Point labeling dataset excerpts:
-- START --
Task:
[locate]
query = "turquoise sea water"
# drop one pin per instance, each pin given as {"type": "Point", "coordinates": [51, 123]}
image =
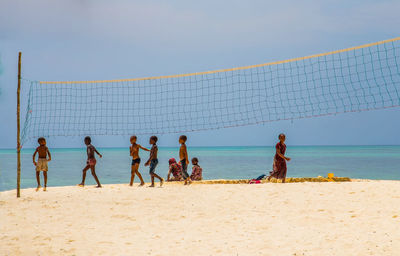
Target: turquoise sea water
{"type": "Point", "coordinates": [369, 162]}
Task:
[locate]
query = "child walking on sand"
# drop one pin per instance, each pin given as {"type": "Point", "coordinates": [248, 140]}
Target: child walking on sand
{"type": "Point", "coordinates": [90, 163]}
{"type": "Point", "coordinates": [134, 152]}
{"type": "Point", "coordinates": [197, 172]}
{"type": "Point", "coordinates": [279, 168]}
{"type": "Point", "coordinates": [153, 161]}
{"type": "Point", "coordinates": [41, 164]}
{"type": "Point", "coordinates": [175, 169]}
{"type": "Point", "coordinates": [184, 159]}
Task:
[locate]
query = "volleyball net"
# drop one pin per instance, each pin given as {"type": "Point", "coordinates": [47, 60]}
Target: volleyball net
{"type": "Point", "coordinates": [360, 78]}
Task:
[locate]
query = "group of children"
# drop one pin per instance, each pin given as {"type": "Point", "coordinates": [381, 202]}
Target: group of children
{"type": "Point", "coordinates": [179, 171]}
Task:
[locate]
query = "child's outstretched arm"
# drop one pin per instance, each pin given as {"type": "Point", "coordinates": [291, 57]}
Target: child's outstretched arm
{"type": "Point", "coordinates": [97, 152]}
{"type": "Point", "coordinates": [281, 155]}
{"type": "Point", "coordinates": [48, 152]}
{"type": "Point", "coordinates": [150, 158]}
{"type": "Point", "coordinates": [33, 157]}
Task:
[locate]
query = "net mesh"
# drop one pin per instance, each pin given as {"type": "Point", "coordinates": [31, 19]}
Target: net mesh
{"type": "Point", "coordinates": [355, 79]}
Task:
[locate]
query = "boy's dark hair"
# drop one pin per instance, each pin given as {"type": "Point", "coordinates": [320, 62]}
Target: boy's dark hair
{"type": "Point", "coordinates": [87, 138]}
{"type": "Point", "coordinates": [183, 137]}
{"type": "Point", "coordinates": [154, 138]}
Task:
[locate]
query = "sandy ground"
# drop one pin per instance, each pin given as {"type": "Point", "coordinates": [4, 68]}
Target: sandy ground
{"type": "Point", "coordinates": [349, 218]}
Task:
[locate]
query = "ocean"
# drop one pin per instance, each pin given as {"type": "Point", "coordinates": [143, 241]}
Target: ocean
{"type": "Point", "coordinates": [364, 162]}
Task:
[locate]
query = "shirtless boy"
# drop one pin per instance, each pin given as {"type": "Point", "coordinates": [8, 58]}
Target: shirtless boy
{"type": "Point", "coordinates": [153, 161]}
{"type": "Point", "coordinates": [184, 159]}
{"type": "Point", "coordinates": [41, 164]}
{"type": "Point", "coordinates": [134, 153]}
{"type": "Point", "coordinates": [90, 163]}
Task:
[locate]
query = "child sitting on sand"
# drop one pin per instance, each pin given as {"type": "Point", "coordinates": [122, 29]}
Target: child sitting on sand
{"type": "Point", "coordinates": [279, 168]}
{"type": "Point", "coordinates": [153, 161]}
{"type": "Point", "coordinates": [90, 163]}
{"type": "Point", "coordinates": [197, 171]}
{"type": "Point", "coordinates": [41, 164]}
{"type": "Point", "coordinates": [175, 169]}
{"type": "Point", "coordinates": [184, 159]}
{"type": "Point", "coordinates": [134, 153]}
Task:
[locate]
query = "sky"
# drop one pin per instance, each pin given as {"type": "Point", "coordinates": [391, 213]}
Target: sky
{"type": "Point", "coordinates": [99, 39]}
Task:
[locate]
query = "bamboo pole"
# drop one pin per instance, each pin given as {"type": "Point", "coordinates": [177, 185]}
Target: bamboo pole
{"type": "Point", "coordinates": [18, 128]}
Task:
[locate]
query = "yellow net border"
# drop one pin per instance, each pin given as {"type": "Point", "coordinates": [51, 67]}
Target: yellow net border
{"type": "Point", "coordinates": [224, 70]}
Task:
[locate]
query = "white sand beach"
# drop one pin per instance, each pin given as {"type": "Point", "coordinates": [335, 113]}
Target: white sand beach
{"type": "Point", "coordinates": [343, 218]}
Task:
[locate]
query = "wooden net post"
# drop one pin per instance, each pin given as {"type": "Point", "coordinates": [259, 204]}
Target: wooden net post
{"type": "Point", "coordinates": [18, 128]}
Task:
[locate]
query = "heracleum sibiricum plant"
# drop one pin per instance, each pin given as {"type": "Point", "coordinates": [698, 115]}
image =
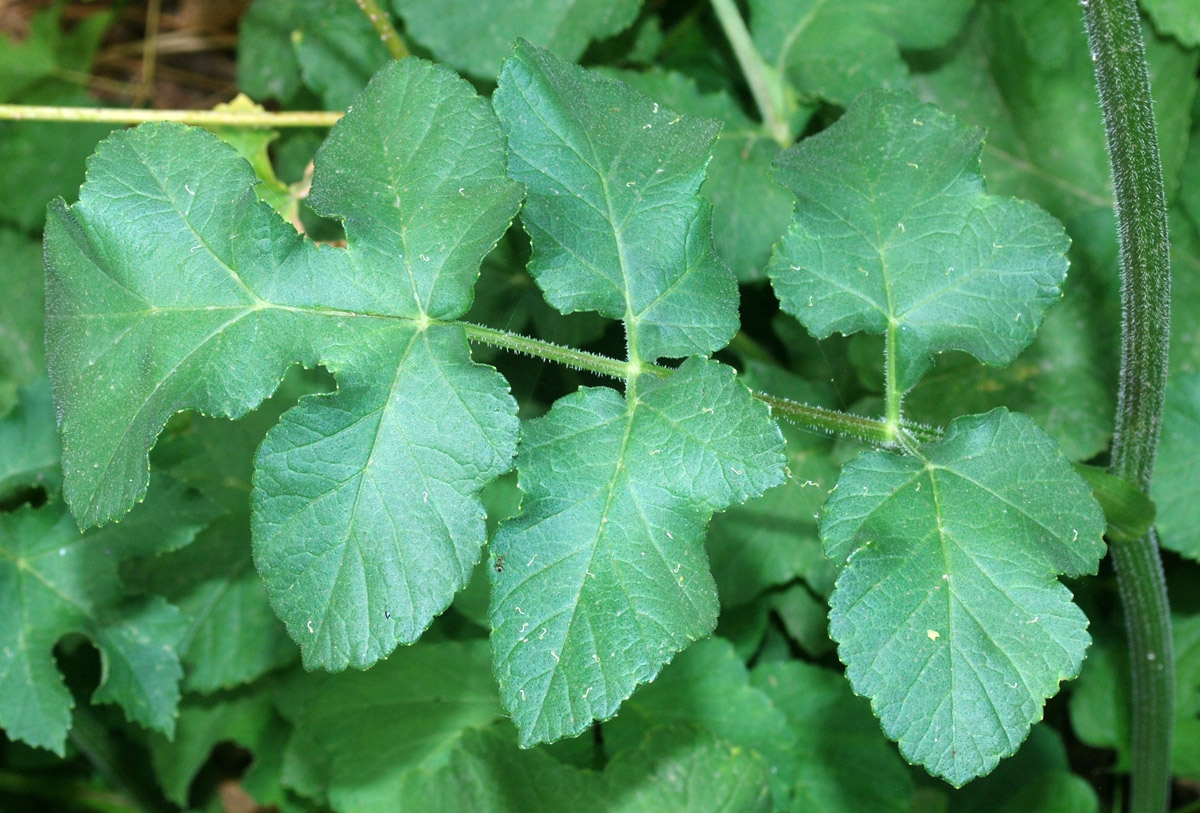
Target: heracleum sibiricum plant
{"type": "Point", "coordinates": [377, 497]}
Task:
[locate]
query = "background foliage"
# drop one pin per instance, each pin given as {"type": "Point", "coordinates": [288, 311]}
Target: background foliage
{"type": "Point", "coordinates": [148, 664]}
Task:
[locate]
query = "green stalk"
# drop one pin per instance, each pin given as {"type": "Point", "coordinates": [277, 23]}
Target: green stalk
{"type": "Point", "coordinates": [765, 84]}
{"type": "Point", "coordinates": [817, 417]}
{"type": "Point", "coordinates": [383, 26]}
{"type": "Point", "coordinates": [1114, 30]}
{"type": "Point", "coordinates": [136, 116]}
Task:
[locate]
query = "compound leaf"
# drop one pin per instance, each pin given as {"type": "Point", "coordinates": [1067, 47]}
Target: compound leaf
{"type": "Point", "coordinates": [54, 580]}
{"type": "Point", "coordinates": [245, 296]}
{"type": "Point", "coordinates": [612, 209]}
{"type": "Point", "coordinates": [603, 578]}
{"type": "Point", "coordinates": [475, 35]}
{"type": "Point", "coordinates": [894, 233]}
{"type": "Point", "coordinates": [948, 614]}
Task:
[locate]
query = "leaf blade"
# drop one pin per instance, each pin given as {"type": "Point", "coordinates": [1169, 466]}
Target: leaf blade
{"type": "Point", "coordinates": [613, 208]}
{"type": "Point", "coordinates": [894, 233]}
{"type": "Point", "coordinates": [605, 576]}
{"type": "Point", "coordinates": [948, 613]}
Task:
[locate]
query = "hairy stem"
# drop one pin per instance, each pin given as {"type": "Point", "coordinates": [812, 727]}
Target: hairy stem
{"type": "Point", "coordinates": [1114, 31]}
{"type": "Point", "coordinates": [384, 28]}
{"type": "Point", "coordinates": [763, 82]}
{"type": "Point", "coordinates": [893, 395]}
{"type": "Point", "coordinates": [563, 355]}
{"type": "Point", "coordinates": [132, 116]}
{"type": "Point", "coordinates": [817, 417]}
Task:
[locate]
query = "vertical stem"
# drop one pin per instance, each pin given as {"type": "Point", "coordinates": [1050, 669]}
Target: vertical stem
{"type": "Point", "coordinates": [149, 52]}
{"type": "Point", "coordinates": [1114, 31]}
{"type": "Point", "coordinates": [892, 392]}
{"type": "Point", "coordinates": [763, 86]}
{"type": "Point", "coordinates": [384, 28]}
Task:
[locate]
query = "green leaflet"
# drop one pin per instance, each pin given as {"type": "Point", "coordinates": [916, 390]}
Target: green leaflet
{"type": "Point", "coordinates": [604, 572]}
{"type": "Point", "coordinates": [365, 524]}
{"type": "Point", "coordinates": [947, 613]}
{"type": "Point", "coordinates": [672, 769]}
{"type": "Point", "coordinates": [612, 209]}
{"type": "Point", "coordinates": [475, 35]}
{"type": "Point", "coordinates": [750, 211]}
{"type": "Point", "coordinates": [838, 48]}
{"type": "Point", "coordinates": [894, 234]}
{"type": "Point", "coordinates": [843, 764]}
{"type": "Point", "coordinates": [54, 580]}
{"type": "Point", "coordinates": [204, 723]}
{"type": "Point", "coordinates": [603, 577]}
{"type": "Point", "coordinates": [709, 687]}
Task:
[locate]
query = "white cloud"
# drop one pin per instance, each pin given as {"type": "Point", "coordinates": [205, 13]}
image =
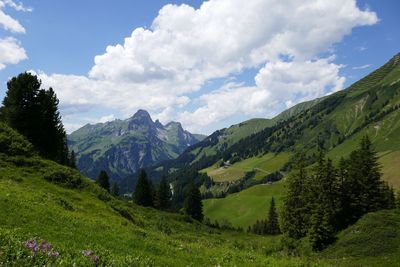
-- END --
Problem requirements ▸ Show every line of the rows above that contains the word "vertical".

Response for this exercise ▸
query = "vertical stem"
Target: vertical stem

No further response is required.